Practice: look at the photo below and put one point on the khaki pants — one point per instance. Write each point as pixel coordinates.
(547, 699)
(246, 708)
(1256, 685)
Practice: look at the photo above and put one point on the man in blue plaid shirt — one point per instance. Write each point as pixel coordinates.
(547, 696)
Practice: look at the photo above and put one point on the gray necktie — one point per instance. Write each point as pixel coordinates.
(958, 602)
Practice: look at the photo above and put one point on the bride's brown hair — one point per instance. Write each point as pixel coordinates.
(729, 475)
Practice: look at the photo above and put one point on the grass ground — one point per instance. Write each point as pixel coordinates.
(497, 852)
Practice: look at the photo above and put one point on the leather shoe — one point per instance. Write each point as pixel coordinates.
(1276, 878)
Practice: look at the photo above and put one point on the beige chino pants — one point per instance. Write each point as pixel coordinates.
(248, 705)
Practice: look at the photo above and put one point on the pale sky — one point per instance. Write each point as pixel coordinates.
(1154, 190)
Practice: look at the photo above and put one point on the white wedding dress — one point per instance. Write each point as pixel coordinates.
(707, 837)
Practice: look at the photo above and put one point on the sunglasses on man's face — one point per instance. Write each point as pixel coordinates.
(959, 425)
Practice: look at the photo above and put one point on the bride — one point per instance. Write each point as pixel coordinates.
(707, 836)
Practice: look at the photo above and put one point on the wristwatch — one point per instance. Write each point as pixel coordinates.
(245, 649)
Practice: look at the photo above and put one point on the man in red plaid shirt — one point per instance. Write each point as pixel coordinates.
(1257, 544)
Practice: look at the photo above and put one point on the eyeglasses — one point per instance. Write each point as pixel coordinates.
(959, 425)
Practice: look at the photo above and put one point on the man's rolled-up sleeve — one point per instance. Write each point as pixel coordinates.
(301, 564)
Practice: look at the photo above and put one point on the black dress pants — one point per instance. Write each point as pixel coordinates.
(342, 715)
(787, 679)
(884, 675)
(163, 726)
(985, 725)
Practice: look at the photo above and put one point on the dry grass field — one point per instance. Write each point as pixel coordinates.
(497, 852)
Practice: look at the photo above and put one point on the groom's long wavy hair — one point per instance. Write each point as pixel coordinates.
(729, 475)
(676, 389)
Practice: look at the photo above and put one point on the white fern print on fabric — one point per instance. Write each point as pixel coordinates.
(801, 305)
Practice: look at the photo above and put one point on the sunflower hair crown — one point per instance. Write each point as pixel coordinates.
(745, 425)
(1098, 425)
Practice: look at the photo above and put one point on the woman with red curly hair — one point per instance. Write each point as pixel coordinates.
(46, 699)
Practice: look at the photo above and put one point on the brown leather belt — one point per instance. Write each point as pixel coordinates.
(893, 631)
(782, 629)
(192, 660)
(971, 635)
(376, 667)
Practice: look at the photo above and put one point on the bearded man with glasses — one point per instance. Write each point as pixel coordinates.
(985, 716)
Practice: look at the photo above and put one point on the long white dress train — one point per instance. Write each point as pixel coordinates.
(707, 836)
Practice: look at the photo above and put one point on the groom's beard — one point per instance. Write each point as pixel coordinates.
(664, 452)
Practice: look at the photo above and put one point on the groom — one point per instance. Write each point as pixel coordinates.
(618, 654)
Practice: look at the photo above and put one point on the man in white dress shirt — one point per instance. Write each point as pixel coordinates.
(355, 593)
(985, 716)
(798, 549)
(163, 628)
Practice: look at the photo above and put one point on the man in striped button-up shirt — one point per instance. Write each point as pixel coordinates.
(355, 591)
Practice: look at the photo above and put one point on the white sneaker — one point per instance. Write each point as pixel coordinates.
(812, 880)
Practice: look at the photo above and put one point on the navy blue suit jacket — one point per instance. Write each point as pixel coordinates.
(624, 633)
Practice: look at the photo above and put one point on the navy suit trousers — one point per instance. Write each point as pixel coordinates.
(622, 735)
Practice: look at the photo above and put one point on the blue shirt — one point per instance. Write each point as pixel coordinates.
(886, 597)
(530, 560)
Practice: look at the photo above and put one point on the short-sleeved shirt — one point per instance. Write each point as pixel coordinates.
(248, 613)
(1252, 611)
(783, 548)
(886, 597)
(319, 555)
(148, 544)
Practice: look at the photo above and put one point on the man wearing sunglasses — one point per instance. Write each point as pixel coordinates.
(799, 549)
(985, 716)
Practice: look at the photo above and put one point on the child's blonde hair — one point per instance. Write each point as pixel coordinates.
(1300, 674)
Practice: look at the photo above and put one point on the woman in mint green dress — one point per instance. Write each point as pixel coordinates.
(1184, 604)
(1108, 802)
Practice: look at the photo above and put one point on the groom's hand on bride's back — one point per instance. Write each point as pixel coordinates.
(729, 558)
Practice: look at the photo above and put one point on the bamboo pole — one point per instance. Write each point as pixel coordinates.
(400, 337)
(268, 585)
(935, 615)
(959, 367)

How to complete this task –
The entries are to be retyped in full, with no alteration.

Task solution –
Practice: look at the photo below and put one point on the khaki pants — one point per instance. Write each point as pixel coordinates.
(547, 699)
(246, 708)
(1256, 685)
Practice: look at the photo above and put one point on the man in blue plaid shirt — one point per instance. Write each point as pixel coordinates.
(547, 696)
Practice: look at the photo above and put one point on the gray necktie — one point per instance. Write each point as pixel coordinates.
(958, 602)
Practice: look at the photo above and put one point on the bride's brown hair — one point per instance. Write each point as pixel coordinates.
(729, 475)
Practice: look at the photo above and put one point on the grass ground — one point per instance. Write each point as pixel coordinates.
(497, 852)
Practice: look at the photo above and put one point on the leather shoe — one point per instance. Write each point as pixel coordinates.
(1276, 878)
Practice: look at the photo above and put one point on the beige chino pants — one point per instance. Write each point as pixel coordinates.
(248, 705)
Practice: look at the photo above and put one point on the pale sky — one point per instance. Write each point as pixel coordinates.
(1154, 190)
Practice: look at the photo above and put one point on the white wedding dress — one point per instance. Write each point as pixel coordinates.
(707, 837)
Practice: look at the photo above and put one point on the sunglasses on man's face — one point per instance. Write each point as pixel coordinates.
(959, 425)
Practice: look at the photo above and put one point on the bride — one point per instance. Write each point as pixel coordinates.
(707, 836)
Practice: look at the photo above and put one point on the wristwatch — one point per instance. Write each point as pixel coordinates.
(245, 649)
Practice: look at the photo above and put one point on the man in red plaid shirt — one point per instance. Write each point as pixel coordinates.
(1257, 544)
Practice: look at the photo above and put one point on the eyeglasses — one point per instance. Write each point as pixel coordinates.
(959, 425)
Practice: look at the photo above and put one point on the man's rolled-up sleeve — one point per instance. Write each point as pixel coordinates.
(301, 564)
Practice: look at the photo above and put one point on the black dress pants — one point per instance. Write each point as pixel coordinates.
(342, 715)
(787, 679)
(884, 675)
(163, 726)
(985, 725)
Practice: look at the photo above and put one point on the dry grass field — one point per instance. Write each point as pixel coordinates.
(497, 852)
Practice: look at the photo above and put one point on the groom's long wavy hair — one point per instance. Write each point as pixel coordinates.
(729, 475)
(676, 389)
Practice: look at the photo above and put one point on the white fern print on fabric — one point per instance. Write each point as pixel coordinates.
(801, 305)
Practice: look at the photo above and put one point on the sunflower hair crown — one point per instance. Write each point as pixel coordinates.
(745, 425)
(1098, 425)
Practice: look at the photo above and put one point on the woman with red curly hair — one point per instance. Write each point as pixel coordinates.
(46, 699)
Practice: look at the photo above and put one point on the brown leather belt — one point per instance. Write each point as pixel coordinates.
(893, 631)
(782, 629)
(192, 660)
(971, 635)
(376, 667)
Practice: look at the photo above and put one point on the bearded man with glasses — one point per instance. Write each point as pixel coordinates.
(985, 716)
Practice: look at the photo above and put one point on the long white dress train — one point per instance. Write each point as pixel coordinates.
(707, 836)
Practice: look at the photo above and put one point on the groom's beard — one point per instance. Write each point as pixel coordinates.
(664, 452)
Practice: look at the photo above and put one point on the groom — one point per instance. Write each point as pixel coordinates.
(618, 654)
Practice: look at the photo above and put one point on the man in white dress shirt — one point per instance. Write each point as pixel coordinates.
(355, 593)
(985, 716)
(798, 549)
(163, 628)
Practice: look at the photo above and put one point on the man in striped button-up shirt — one point per instance. Write each point as pixel coordinates.
(355, 591)
Practice: look at the photo above and put one point on the white sneaker — one point per instance. Write each point as pixel coordinates.
(812, 880)
Practice: look at the photo above and put one point on the navy blue suit jacket — one point per instance. Write each point as pixel coordinates.
(624, 633)
Practice: look at the photo above and put one point on the navy suit trousers — one point per instance. Write each point as pixel coordinates.
(622, 735)
Practice: look at the photo above and put one point on the blue shirt — one point per instance. Write each point as pixel coordinates.
(886, 597)
(530, 560)
Practice: look at the photo above and put one point on the short-sleeved shirt — one point per instance. Write each point as pixel coordinates.
(248, 613)
(1252, 611)
(783, 548)
(886, 597)
(319, 555)
(148, 544)
Practice: look at the photo above and put one point on the man wearing sunglasses — one point per instance. Write each point as pixel coordinates.
(799, 549)
(985, 716)
Practice: look at the photo above and put one point on the child's blonde hair — one point per instance. Write each point as pixel coordinates.
(1300, 674)
Practice: look at the photo above and put one point on the woman in mint green dress — one point per instance. Write each point as pixel coordinates.
(1184, 604)
(1108, 802)
Practice: look at the photo above and put one point on the groom's hand on bride's back — one point per instance. Write each point as pixel coordinates.
(729, 558)
Practice: look at the photo above and put one point on the bamboo pole — one point per instance. Write each point as pixel coordinates.
(400, 337)
(268, 585)
(935, 615)
(959, 367)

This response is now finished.